● Texto:
---*---
Ainda mais críticos para PCHs/CGHs são os diferentes benefícios fiscais e tributários e os programas de incentivo regional que privilegiam mais outras fontes renováveis. Eólicas e solares possuem isenções e incentivos em maior proporção em tributos como Imposto sobre Produtos Industrializados (IPI), Imposto sobre Circulação de Mercadorias e Serviços (ICMS) e Imposto de Importação (II), benefícios ainda mais significativos ao se considerar a participação do custo de equipamentos, no qual esses impostos incidem, no investimento total de usinas desse tipo. Além desses, programas de desenvolvimento regional como a SUDENE (Superintendência de Desenvolvimento do Nordeste) e a SUDAM (Superintendência do Desenvolvimento da Amazônia), que buscam promover o desenvolvimento econômico pela concessão de uma série de benefícios aos investimentos nessas regiões, como a isenção de Imposto sobre Operações Financeiras (IOF) em equipamentos e a redução no Imposto de Renda, contribuem para aumentar distorções entre as fontes.
---*---
● Dados de entrada:
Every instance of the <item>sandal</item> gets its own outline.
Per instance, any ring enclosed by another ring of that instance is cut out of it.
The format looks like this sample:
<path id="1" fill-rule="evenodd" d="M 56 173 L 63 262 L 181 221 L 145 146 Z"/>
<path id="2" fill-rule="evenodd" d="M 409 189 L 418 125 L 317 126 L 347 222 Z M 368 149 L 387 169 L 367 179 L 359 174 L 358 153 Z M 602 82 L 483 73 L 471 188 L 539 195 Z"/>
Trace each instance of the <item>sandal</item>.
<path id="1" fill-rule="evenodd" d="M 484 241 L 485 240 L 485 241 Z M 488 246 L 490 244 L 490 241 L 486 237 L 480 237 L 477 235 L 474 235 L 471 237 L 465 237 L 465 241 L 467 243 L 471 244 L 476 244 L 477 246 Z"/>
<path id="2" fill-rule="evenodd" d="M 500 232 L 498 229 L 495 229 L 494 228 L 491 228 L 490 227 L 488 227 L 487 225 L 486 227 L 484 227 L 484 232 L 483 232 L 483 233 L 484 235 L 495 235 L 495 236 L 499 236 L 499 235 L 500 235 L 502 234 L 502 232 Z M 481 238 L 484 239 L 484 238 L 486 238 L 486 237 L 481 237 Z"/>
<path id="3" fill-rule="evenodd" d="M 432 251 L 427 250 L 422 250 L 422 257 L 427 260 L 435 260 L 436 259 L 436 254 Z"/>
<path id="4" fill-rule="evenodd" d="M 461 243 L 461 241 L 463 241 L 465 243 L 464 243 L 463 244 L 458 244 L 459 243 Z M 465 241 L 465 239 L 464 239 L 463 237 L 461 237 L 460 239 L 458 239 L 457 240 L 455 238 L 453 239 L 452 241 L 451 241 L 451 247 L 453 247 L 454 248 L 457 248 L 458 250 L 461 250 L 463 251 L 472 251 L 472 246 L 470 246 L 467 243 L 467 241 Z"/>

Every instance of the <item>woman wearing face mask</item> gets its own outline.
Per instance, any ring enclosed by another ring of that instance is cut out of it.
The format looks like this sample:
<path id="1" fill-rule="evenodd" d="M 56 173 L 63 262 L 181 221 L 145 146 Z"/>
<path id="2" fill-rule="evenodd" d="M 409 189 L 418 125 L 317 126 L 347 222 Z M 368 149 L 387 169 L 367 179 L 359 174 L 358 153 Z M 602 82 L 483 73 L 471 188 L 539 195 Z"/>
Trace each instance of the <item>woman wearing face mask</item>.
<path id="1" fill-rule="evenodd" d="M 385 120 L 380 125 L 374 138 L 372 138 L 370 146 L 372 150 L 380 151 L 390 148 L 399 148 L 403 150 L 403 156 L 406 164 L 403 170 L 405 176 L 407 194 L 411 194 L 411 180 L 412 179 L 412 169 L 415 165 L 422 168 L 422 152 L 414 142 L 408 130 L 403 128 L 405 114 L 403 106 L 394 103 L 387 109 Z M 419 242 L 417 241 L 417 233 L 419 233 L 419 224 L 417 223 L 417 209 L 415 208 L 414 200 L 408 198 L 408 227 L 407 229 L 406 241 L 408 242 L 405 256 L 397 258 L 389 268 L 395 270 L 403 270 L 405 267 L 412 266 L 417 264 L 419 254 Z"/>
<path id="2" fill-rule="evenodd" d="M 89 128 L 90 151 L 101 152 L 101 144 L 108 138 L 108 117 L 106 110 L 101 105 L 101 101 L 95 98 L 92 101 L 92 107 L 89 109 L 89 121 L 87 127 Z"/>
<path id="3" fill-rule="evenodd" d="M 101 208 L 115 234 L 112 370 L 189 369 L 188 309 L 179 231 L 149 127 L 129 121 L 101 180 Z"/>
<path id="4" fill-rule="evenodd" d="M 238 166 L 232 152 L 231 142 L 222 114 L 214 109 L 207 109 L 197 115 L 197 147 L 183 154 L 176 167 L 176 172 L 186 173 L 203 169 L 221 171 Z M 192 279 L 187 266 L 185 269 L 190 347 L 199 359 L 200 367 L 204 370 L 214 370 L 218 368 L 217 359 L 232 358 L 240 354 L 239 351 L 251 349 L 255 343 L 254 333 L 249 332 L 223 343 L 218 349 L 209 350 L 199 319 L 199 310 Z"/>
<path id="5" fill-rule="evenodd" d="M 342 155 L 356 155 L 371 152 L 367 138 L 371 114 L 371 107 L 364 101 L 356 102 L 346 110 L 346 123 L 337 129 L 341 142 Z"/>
---*---
● Tarefas propostas:
1. Reproduza fielmente as linhas dos registros desde o início até a linha que contém "461 243 L 461", incluindo esta última.
2. Dê sequência ao texto sobre os benefícios fiscais entre fontes renováveis a partir do ponto em que ele termina.
O texto e os registros não têm relação entre si.

● Respostas por tarefa:
1.
Every instance of the <item>sandal</item> gets its own outline.
Per instance, any ring enclosed by another ring of that instance is cut out of it.
The format looks like this sample:
<path id="1" fill-rule="evenodd" d="M 56 173 L 63 262 L 181 221 L 145 146 Z"/>
<path id="2" fill-rule="evenodd" d="M 409 189 L 418 125 L 317 126 L 347 222 Z M 368 149 L 387 169 L 367 179 L 359 174 L 358 153 Z M 602 82 L 483 73 L 471 188 L 539 195 Z"/>
Trace each instance of the <item>sandal</item>.
<path id="1" fill-rule="evenodd" d="M 484 241 L 485 240 L 485 241 Z M 488 246 L 490 244 L 490 241 L 486 237 L 480 237 L 477 235 L 474 235 L 471 237 L 465 237 L 465 241 L 467 243 L 471 244 L 476 244 L 477 246 Z"/>
<path id="2" fill-rule="evenodd" d="M 500 232 L 498 229 L 495 229 L 494 228 L 491 228 L 490 227 L 488 227 L 487 225 L 486 227 L 484 227 L 484 232 L 483 232 L 483 233 L 484 235 L 495 235 L 495 236 L 499 236 L 499 235 L 500 235 L 502 234 L 502 232 Z M 481 238 L 484 239 L 484 238 L 486 238 L 486 237 L 481 237 Z"/>
<path id="3" fill-rule="evenodd" d="M 432 251 L 427 250 L 422 250 L 422 257 L 427 260 L 435 260 L 436 259 L 436 254 Z"/>
<path id="4" fill-rule="evenodd" d="M 461 243 L 461 241 L 463 241 L 465 243 L 464 243 L 463 244 L 458 244 L 459 243 Z M 465 241 L 465 239 L 464 239 L 463 237 L 461 237 L 460 239 L 458 239 L 457 240 L 455 238 L 453 239 L 452 241 L 451 241 L 451 247 L 453 247 L 454 248 L 457 248 L 458 250 L 461 250 L 463 251 L 472 251 L 472 246 L 470 246 L 467 243 L 467 241 Z"/>

2.
As PCHs/CGHs são fontes com atributos especiais e distintos das demais fontes que na nossa visão não estão sendo remunerados adequadamente e que merecem ser valorizados pela sua importância para o sistema elétrico nacional. Dentre os aspectos da sua geração, destaca-se o perfil de geração de energia renovável não intermitente. Isso significa que as PCHs/CGHs são capazes de sustentar a sazonalidade da própria demanda. E por possuírem um fator de capacidade médio comparativamente elevado, com produção efetiva em cerca de 60% da sua potência máxima de geração, promovem melhor utilização do sistema de transmissão interligado. Além disso, têm perfil de geração distribuída, próxima aos pontos de carga, de maneira a reduzir as perdas de energia no Sistema Integrado Nacional (SIN) e de evitar ou postergar a utilização de linhas de transmissão e subestações. São, ainda, despacháveis em curto período, o que facilita o atendimento da demanda em horário de ponta. Tais atributos da geração de energia são associados a menores custos alocados ao SIN promovendo, consequentemente, menores tarifas de energia elétrica pagas pelo consumidor final.

Apesar disso, o tempo autorizado no Brasil para a concessão dessas usinas foi estabelecido em apenas 30 anos, em grande contraste ao seu elevado tempo real de operação. Mesmo existindo a possibilidade de renovação dessa concessão por mais 30 anos após o final do primeiro período, a não aderência das concessões à realidade de operação das usinas hidrelétricas têm impacto na viabilidade desses empreendimentos, se tornando mais um desafio à sua competitividade. Assim, o período de autorização prolongado de concessão se evidencia como uma importante opção, a qual países vizinhos como Chile e Colômbia já aderiram ao implementarem a autorização perpétua.

Um outro importante desafio que o segmento PCH/CGH enfrenta, se estabelecendo de forma complementar aos outros, está relacionado às definições regulatórias do modelo atual de contratação de energia. As incertezas regulatórias que existem hoje, associadas ao Mecanismo de Realocação de Energia (MRE), à implantação de um Preço de Liquidação de Diferenças (PLD) horário e à abertura do mercado livre, por exemplo, são pontos de atenção que geram desincentivo aos investimentos e podem onerar a competitividade de PCHs/CGHs, assim como de outros agentes geradores, assuntos que estão sendo endereçados pelas discussões para a modernização do setor elétrico.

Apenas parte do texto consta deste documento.